The data:

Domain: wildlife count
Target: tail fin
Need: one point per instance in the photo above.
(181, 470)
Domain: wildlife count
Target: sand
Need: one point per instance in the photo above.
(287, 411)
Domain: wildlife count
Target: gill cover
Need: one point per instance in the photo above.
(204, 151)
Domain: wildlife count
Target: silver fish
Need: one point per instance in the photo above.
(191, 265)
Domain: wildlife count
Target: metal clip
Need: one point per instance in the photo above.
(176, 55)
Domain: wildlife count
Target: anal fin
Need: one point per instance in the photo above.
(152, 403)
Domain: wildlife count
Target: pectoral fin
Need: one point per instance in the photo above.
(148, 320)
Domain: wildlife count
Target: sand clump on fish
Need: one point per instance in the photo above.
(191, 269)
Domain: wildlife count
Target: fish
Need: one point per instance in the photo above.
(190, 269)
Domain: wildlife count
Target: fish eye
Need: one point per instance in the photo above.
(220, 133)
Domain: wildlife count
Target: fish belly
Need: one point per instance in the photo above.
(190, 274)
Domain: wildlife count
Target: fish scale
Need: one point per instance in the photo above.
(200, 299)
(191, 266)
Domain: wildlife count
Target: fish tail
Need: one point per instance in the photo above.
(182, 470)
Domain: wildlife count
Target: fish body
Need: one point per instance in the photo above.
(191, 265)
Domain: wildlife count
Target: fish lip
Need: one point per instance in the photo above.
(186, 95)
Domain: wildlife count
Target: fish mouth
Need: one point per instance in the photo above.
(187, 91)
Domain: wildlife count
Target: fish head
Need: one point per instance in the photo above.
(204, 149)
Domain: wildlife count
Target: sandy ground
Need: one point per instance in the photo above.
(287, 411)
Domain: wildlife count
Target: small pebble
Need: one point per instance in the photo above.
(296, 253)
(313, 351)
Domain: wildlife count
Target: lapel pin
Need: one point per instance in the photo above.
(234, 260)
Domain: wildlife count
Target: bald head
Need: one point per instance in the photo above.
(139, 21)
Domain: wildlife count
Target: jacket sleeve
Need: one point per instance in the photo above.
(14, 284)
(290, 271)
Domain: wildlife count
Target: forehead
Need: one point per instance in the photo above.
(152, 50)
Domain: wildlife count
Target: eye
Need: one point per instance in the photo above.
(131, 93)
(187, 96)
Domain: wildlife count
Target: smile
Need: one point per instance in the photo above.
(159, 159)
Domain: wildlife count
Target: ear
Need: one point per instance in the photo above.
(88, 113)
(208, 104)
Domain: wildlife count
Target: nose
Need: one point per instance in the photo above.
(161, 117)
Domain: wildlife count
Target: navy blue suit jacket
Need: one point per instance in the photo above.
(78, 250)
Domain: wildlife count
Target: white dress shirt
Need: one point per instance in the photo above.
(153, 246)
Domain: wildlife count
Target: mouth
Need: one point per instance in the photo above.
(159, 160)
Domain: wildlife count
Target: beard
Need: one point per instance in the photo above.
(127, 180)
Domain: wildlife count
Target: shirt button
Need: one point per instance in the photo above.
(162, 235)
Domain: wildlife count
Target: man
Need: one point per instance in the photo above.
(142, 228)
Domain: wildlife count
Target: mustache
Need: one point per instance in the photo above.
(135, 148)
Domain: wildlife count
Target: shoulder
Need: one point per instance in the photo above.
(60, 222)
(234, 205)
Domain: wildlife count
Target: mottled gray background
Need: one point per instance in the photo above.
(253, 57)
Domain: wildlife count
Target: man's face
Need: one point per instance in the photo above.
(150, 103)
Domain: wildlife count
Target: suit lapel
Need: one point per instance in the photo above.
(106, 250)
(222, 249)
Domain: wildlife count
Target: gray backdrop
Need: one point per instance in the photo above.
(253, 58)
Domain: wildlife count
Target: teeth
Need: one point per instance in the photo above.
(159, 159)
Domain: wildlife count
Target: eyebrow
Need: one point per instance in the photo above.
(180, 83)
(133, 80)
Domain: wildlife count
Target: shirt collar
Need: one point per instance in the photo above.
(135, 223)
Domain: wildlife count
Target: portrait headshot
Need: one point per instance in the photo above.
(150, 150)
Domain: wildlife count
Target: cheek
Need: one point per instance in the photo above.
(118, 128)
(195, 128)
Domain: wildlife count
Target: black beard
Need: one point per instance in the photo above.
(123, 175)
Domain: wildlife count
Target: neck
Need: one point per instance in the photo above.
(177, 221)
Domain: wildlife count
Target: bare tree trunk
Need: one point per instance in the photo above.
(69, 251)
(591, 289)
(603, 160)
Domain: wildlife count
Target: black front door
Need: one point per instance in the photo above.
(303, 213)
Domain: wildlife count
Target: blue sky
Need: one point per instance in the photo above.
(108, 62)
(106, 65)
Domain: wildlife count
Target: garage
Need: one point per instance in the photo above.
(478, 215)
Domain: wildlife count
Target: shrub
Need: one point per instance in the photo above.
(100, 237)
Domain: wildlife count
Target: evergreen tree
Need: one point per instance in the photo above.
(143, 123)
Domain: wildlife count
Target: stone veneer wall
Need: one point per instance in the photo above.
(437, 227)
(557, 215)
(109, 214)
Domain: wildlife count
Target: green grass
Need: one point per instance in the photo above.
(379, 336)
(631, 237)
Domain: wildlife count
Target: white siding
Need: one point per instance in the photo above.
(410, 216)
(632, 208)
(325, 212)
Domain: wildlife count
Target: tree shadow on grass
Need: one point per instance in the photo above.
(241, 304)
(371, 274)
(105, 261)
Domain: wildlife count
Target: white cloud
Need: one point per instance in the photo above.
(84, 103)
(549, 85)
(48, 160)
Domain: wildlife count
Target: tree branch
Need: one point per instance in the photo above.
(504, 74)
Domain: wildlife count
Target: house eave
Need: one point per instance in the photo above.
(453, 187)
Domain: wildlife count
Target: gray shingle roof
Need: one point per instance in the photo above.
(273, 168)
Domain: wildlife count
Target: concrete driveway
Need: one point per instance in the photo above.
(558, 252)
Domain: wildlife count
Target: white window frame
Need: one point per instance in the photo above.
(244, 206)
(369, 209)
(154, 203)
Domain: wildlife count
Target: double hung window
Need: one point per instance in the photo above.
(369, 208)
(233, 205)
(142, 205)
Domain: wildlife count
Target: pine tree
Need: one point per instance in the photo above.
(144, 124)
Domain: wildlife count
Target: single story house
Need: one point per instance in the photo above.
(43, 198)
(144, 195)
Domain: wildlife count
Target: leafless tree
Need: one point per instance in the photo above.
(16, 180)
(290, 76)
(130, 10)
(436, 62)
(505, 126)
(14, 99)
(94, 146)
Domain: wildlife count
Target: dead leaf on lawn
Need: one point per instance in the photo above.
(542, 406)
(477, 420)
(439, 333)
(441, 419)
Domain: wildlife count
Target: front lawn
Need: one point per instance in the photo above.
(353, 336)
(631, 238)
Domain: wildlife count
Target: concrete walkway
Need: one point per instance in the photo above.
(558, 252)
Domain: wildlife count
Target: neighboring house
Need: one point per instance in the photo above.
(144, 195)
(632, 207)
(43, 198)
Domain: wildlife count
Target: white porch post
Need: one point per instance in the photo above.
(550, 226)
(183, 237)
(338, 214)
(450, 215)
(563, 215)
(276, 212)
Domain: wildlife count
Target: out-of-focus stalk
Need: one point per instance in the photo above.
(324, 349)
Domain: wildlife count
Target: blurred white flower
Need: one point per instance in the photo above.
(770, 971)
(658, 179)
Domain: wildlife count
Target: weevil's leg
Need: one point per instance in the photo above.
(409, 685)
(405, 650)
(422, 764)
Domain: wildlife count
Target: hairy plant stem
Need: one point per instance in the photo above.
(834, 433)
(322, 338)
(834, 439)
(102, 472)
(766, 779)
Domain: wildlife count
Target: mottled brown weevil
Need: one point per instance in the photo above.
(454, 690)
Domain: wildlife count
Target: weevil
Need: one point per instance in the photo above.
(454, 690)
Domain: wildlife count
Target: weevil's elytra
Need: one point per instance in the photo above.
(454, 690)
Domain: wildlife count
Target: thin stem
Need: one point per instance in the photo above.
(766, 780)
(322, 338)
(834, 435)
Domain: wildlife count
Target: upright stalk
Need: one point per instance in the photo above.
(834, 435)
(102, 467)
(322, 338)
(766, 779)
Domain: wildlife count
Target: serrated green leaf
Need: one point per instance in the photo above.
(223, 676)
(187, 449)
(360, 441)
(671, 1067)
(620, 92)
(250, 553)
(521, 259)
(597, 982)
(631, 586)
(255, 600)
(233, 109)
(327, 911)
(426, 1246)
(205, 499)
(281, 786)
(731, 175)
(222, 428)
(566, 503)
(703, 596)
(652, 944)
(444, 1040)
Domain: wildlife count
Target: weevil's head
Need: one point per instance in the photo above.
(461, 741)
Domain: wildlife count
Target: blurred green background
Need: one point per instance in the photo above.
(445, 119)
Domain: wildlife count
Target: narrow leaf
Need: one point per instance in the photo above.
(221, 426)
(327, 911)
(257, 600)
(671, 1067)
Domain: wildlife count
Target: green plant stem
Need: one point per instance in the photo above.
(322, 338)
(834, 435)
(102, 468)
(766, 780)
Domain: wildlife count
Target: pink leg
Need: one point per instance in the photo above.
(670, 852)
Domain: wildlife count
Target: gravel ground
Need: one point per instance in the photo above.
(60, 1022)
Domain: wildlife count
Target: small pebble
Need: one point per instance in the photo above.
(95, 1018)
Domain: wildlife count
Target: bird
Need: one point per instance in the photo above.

The task: Collect every line in the material above that contains the string "stem", including longer words that begin with it.

Correct response:
Target: hairy plant stem
Target: thin stem
Target: green plant stem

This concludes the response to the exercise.